Consigne A ▸
D'après l'article sur le discours de Mateusz Morawiecki, répondez aux questions suivantes.
(i) Dans quelle ville et à quelle date Mateusz Morawiecki a-t-il prononcé son discours ?
(ii) Où et à quelle date Emmanuel Macron a-t-il exprimé son projet européen ?
(iii) Depuis quand Mateusz Morawiecki est-il en fonction ?
Consigne B ▸ Reprenez le passage de l'article sur le discours de Mateusz Morawiecki qui commence aux mots « ARTICLE. À Heidelberg » et s'arrête après « janvier à Cologne. », en changeant « Heidelberg » en « Strasbourg ».

Extrait du document ▸
************

Par Front Populaire, La Rédaction.
Nous n’ajouterons pas de commentaire à notre titre qui dit que nous partageons l’analyse donnée dans cet article signé de la Rédaction de Front Populaire (le 1er mai).
ARTICLE. À Heidelberg le mois dernier, le Premier ministre polonais, Mateusz Morawiecki, a livré une attaque en règle contre la technocratie bruxelloise fédéraliste et a plaidé en faveur d’une Europe des nations. Une vision assez éloignée du projet européen prôné par Emmanuel Macron.
On s’en doutait, la Pologne risquait assez peu de se rapprocher de la vision européenne de la France d’Emmanuel Macron, celle qui invoque une souveraineté européenne qui n’existe pas, et qui invite à penser en Européen. À l’est de l’Union européenne, on préfère vanter les mérites d’une Europe des nations fortes. C’est la vision partagée par le Premier ministre polonais, Mateusz Morawiecki, le 20 mars 2023 à Heidelberg, dans un discours retranscrit sur le site Le Grand Continent, qui a marché dans les pas de celui d’Emmanuel Macron sur le projet européen exprimé le 22 janvier à Cologne.
Celui qui est en fonction depuis novembre 2019 a un adversaire : Bruxelles et sa bureaucratie. « Lors de la crise de la dette » en 2008, « nous avons constaté un conflit évident entre les pays du sud de l’Europe, la Grèce, l’Italie et l’Espagne », et « les institutions supranationales qui prenaient des décisions économiques en leur nom sans mandat démocratique » rappelle le Premier ministre polonais qui estime alors que l’Union européenne a « rencontré les limites de la gouvernance supranationale en Europe ». L’homme fort de Varsovie va jusqu’à dénoncer une « utopie technocratique » et un « néo-impérialisme, qui a déjà été discrédité par l’histoire moderne ».
Mateusz Morawiecki y voit même la trace d’un « court chemin » pour que « l’UE devienne une autocratie bureaucratique ». Il met alors en garde « tous ceux qui veulent créer un super-État gouverné par une élite restreinte », tacle à peine déguisé en direction du président français et de sa vision européenne. La représentation d’un peuple européen unifié n’a pas la faveur du Premier ministre polonais qui alerte : si « nous ignorons les différences culturelles, le résultat sera l’affaiblissement de l’Europe et une série de révoltes », car, « la tentative d’unifier artificiellement l’Europe au nom de l’abolition des différences nationales et politiques conduira en pratique au chaos et aux conflits entre Européens ».
« l’Europe devrait être une cathédrale du bien »

************

[Lignes du jeu de données]
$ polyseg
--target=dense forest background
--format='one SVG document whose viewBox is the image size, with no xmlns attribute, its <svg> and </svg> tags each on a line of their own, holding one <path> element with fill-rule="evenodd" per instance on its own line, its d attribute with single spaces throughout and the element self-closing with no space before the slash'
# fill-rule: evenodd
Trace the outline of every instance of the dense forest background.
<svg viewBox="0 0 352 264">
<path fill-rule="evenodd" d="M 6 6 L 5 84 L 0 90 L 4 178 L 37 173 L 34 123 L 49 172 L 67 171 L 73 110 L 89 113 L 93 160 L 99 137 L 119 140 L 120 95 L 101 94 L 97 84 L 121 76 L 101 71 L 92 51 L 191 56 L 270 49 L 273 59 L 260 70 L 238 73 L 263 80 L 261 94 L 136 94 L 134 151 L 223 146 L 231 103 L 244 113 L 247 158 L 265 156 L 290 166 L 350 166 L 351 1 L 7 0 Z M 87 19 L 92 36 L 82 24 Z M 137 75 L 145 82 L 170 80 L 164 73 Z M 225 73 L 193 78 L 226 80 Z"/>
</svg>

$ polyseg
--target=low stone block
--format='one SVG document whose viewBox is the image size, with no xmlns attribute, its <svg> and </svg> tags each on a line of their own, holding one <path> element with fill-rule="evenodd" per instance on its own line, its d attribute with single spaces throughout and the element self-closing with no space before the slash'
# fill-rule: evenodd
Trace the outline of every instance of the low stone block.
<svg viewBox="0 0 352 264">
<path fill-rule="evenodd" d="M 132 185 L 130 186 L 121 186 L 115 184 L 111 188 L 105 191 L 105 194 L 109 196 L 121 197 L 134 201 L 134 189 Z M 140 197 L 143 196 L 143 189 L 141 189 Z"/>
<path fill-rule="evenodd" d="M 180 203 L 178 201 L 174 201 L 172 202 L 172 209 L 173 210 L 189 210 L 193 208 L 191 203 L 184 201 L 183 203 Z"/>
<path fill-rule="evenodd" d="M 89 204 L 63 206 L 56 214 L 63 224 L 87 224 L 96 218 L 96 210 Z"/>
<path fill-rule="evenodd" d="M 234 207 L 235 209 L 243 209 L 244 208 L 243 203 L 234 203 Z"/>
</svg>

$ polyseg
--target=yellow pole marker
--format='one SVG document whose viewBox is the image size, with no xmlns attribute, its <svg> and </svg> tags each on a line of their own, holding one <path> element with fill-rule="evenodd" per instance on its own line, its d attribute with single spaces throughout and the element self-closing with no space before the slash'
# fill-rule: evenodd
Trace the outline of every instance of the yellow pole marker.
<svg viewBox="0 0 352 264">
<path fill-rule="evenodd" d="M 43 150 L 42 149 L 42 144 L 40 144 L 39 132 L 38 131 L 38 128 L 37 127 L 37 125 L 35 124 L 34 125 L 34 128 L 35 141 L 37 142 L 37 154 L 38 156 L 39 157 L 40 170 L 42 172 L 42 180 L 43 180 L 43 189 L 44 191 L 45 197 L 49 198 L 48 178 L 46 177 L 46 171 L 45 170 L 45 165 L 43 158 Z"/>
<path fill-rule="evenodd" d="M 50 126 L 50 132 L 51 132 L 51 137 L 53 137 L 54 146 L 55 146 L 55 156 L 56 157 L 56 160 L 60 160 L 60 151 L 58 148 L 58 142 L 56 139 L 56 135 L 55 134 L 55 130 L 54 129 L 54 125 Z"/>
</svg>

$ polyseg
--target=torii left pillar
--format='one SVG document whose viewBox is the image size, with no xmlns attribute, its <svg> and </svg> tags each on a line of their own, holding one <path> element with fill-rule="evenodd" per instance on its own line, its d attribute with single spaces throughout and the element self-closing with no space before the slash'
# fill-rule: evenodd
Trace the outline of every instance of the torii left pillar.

************

Réponse finale A ▸
(i) À Heidelberg, le 20 mars 2023.
(ii) À Cologne, le 22 janvier.
(iii) Depuis novembre 2019.

Réponse finale B ▸
ARTICLE. À Strasbourg le mois dernier, le Premier ministre polonais, Mateusz Morawiecki, a livré une attaque en règle contre la technocratie bruxelloise fédéraliste et a plaidé en faveur d’une Europe des nations. Une vision assez éloignée du projet européen prôné par Emmanuel Macron.
On s’en doutait, la Pologne risquait assez peu de se rapprocher de la vision européenne de la France d’Emmanuel Macron, celle qui invoque une souveraineté européenne qui n’existe pas, et qui invite à penser en Européen. À l’est de l’Union européenne, on préfère vanter les mérites d’une Europe des nations fortes. C’est la vision partagée par le Premier ministre polonais, Mateusz Morawiecki, le 20 mars 2023 à Strasbourg, dans un discours retranscrit sur le site Le Grand Continent, qui a marché dans les pas de celui d’Emmanuel Macron sur le projet européen exprimé le 22 janvier à Cologne.